++++ Task data ++++
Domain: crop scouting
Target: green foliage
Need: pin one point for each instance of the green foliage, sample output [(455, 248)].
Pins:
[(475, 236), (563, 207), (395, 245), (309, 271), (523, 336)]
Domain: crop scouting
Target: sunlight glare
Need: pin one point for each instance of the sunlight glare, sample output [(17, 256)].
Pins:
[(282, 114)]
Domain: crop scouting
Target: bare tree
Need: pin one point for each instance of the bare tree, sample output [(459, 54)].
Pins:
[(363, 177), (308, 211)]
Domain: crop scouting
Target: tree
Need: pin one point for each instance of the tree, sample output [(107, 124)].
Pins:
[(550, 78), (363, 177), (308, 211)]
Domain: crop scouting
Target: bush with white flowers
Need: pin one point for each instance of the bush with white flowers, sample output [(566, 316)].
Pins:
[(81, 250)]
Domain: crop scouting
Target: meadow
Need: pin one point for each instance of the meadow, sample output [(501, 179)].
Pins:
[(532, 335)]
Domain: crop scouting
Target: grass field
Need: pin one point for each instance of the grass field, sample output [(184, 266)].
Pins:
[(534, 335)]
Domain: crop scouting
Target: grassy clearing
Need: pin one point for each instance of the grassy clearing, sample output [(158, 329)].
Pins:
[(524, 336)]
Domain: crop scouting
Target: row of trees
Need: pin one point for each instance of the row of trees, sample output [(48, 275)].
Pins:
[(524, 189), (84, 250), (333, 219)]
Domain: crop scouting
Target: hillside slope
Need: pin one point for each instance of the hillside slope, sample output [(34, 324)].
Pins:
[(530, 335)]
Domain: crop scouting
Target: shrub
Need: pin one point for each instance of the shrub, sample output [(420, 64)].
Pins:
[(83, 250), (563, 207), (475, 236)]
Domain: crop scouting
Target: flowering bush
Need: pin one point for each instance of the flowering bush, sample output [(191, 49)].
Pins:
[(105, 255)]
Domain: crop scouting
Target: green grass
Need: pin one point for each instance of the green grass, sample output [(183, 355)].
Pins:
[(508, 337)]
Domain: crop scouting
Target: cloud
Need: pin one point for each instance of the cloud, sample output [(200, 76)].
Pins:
++++
» Try it: If a line of the entries holds the word "white", copy it out.

» Task result:
Target: bush with white flowers
Need: pin one point for each instance of the bush with white flowers, sample output [(566, 316)].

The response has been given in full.